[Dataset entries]
[start]
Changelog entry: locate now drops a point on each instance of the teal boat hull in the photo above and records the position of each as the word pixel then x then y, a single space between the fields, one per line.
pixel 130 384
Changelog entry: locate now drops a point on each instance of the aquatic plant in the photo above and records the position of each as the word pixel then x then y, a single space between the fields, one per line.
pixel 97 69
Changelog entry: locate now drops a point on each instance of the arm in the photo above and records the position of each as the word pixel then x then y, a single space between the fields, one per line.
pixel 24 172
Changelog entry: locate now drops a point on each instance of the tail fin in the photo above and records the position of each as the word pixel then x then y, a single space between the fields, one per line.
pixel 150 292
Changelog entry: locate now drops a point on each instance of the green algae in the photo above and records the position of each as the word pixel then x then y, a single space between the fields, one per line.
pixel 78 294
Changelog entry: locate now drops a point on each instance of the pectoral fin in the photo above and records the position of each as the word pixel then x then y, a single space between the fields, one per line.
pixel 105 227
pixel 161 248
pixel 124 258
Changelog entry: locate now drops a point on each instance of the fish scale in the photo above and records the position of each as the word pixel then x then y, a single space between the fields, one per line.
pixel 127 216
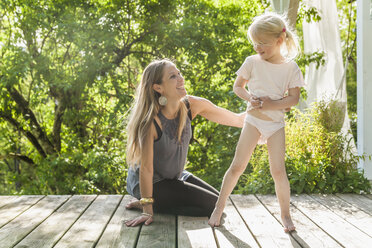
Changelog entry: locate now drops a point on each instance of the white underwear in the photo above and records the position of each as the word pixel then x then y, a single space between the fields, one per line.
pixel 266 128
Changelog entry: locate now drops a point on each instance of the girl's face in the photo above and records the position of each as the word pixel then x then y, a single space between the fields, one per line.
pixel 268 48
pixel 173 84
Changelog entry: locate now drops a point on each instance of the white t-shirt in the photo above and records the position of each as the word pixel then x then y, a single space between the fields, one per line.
[end]
*Given request*.
Reproduce every line of the records above word for word, leaving out the pictures.

*The completed task*.
Changelog entry: locate now drops a point on each instance of the teal boat hull in the photo above and records the position of each as the word pixel then x then y, a single space between the fields, one per line.
pixel 130 384
Changelog entry: locate now drops a point on each instance of the aquatic plant in the photo above and records the position of each as the word pixel then x then y, a single space between the fields, one per line.
pixel 97 69
Changelog entry: locate now drops a point on each instance of the arm in the photo above and records the position of each as the word pixel then x then y, a single space between the fields, one per line.
pixel 24 172
Changelog entry: locate now drops a point on each instance of the tail fin in the photo above and records the position of each as the word pixel then x then y, a single space between the fields, one per line.
pixel 150 292
Changelog entry: locate now drops a point on each instance of the green algae in the photo above and records the position of each as the word pixel then x then y, a single space between the fields, one per line.
pixel 78 294
Changelog entry: locate now drops a point on each instance of the pectoral fin in the photo above and records the position of each as the word pixel then x then y, a single space between the fields, one per line.
pixel 105 227
pixel 161 248
pixel 124 258
Changelog entry: locate now drops a point on each instance of the fish scale in the photo above and records the position of each as the word pixel then x then y, a single space between the fields, one per line.
pixel 127 216
Changelog entry: locate now drops a point on each instance of the white underwear in the photo above and records the position of each as the word pixel then x then y, a single space between the fields, one per line.
pixel 266 128
Changelog entry: locate now drops a point on each instance of the girl's face in the photo above and records the position of each as the word pixel then x then y, a single space between the fields, one per line.
pixel 268 48
pixel 173 84
Changelog entry: locate now drops a point on each instance of the white t-shirt in the photo above and records the position of each as the word pixel then x then y, a single space between the fields, one per line.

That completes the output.